» SET PROBLEM:
Take the line containing "Where can you spot the chrome" and every line after it to the end of the material below; reproduce them exactly, without pictures.

## start EXERCISE INPUT

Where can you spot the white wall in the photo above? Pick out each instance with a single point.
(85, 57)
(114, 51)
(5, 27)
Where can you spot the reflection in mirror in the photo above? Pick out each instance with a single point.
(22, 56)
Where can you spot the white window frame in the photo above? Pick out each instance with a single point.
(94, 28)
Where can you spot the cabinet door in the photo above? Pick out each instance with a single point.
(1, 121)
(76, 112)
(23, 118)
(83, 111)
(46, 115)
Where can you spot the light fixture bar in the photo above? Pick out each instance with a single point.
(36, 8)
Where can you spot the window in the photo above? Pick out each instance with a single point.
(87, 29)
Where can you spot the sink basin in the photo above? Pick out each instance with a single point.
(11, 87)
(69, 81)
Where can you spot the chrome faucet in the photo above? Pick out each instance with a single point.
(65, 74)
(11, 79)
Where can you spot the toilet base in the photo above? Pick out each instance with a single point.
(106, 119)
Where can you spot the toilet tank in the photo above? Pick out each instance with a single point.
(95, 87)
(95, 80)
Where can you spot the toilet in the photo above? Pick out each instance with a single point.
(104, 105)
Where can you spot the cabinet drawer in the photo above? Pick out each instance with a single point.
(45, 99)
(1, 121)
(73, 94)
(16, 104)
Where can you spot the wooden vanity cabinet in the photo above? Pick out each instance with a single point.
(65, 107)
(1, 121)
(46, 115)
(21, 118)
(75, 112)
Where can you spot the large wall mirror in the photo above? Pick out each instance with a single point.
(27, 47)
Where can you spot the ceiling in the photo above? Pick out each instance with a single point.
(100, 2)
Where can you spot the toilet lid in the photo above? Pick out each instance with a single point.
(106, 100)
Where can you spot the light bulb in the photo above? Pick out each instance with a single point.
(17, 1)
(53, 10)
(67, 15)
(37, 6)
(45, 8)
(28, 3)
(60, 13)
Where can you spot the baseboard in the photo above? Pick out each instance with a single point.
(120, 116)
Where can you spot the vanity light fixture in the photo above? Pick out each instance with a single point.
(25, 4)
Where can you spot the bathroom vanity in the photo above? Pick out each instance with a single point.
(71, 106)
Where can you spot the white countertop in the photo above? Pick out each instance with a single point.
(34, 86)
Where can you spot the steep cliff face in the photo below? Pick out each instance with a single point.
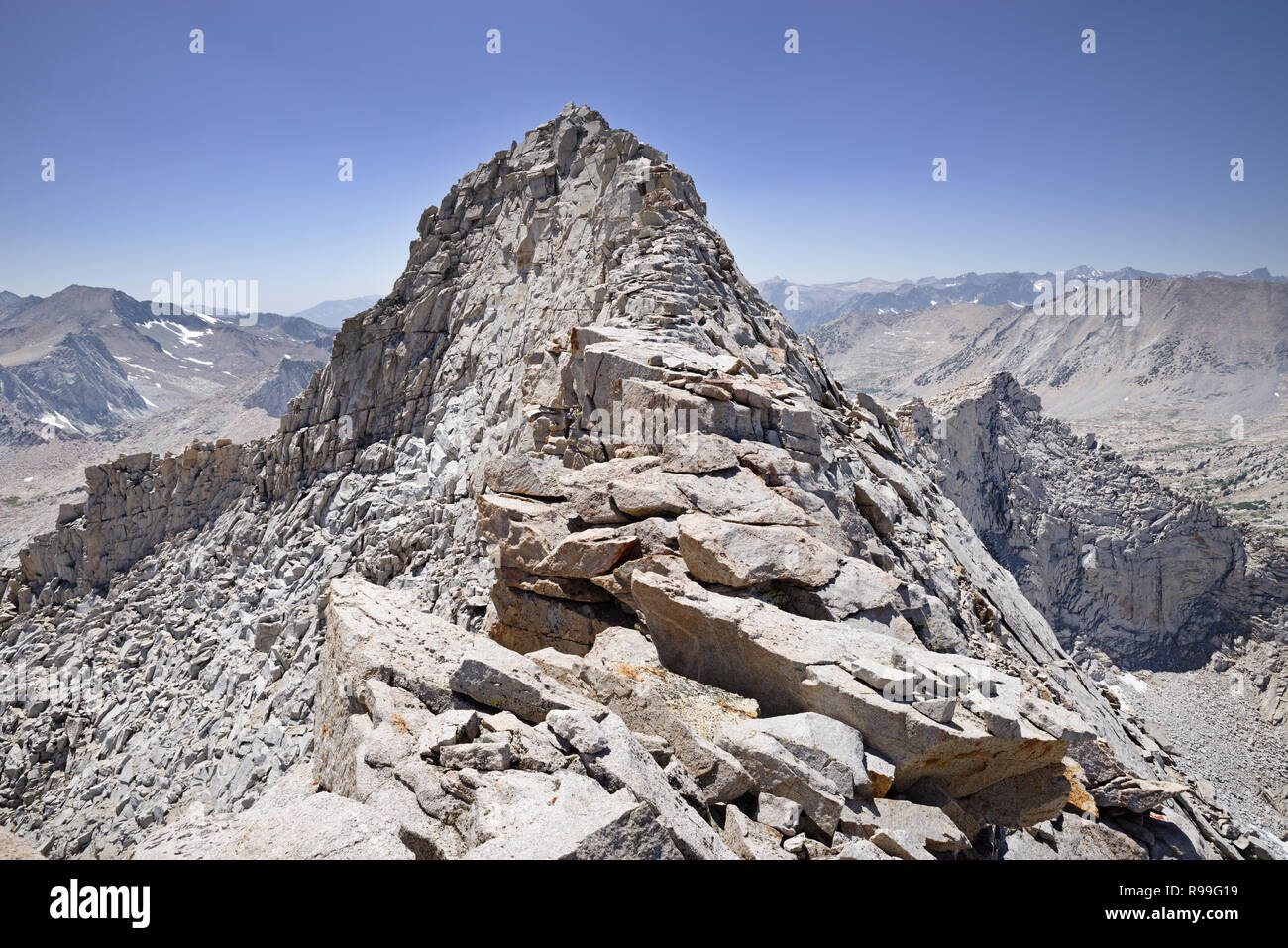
(1112, 558)
(572, 423)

## end EXERCISE INPUT

» THE COMPLETED TASK:
Where can you spot the chrome faucet in the photo above? Pick out each instance with a single point.
(65, 74)
(11, 79)
Where can you spot the toilet base in the photo above? Pick out each instance with a single point.
(106, 119)
Where can you spot the toilet tank in the photo above? Pick out each instance with a single point.
(95, 87)
(95, 80)
Where can you spot the toilet in the photo above? Pick out each instance with a single point.
(104, 105)
Where can you spot the cabinet drawer in the photo above? Pick out each instance with a single point.
(45, 99)
(1, 121)
(73, 94)
(16, 104)
Where can you spot the wooden vanity cabinet in the photo above? Pick out each instance with a single point.
(65, 107)
(1, 121)
(46, 115)
(21, 118)
(75, 112)
Where can you spot the large wall mirror in the photo above? Pick out each instance with a single point.
(27, 47)
Where can you spot the ceiling in the photo above? Pick out each instance with a single point.
(100, 2)
Where can you spot the toilet lid in the photo above? Pick out each instance with a single point.
(106, 100)
Where can you spot the light bulb in the photo above? Pick out each instance with a single point.
(17, 1)
(53, 10)
(67, 15)
(37, 6)
(45, 8)
(28, 3)
(60, 13)
Where can you spot the baseboard in the photo above? Pick out each instance with a single point.
(120, 116)
Where can you spot the vanity light fixture in the photo above? Pick out each instance with a single point.
(25, 4)
Where can you spot the bathroom vanity in the photo above? Pick out each instance with a single point.
(71, 106)
Where can you spot the white countertop in the photo above? Pick out each instance with a single point.
(34, 86)
Where can you spot the steep cliff face in the photo below? Pick out each instance with a single point.
(1112, 558)
(572, 423)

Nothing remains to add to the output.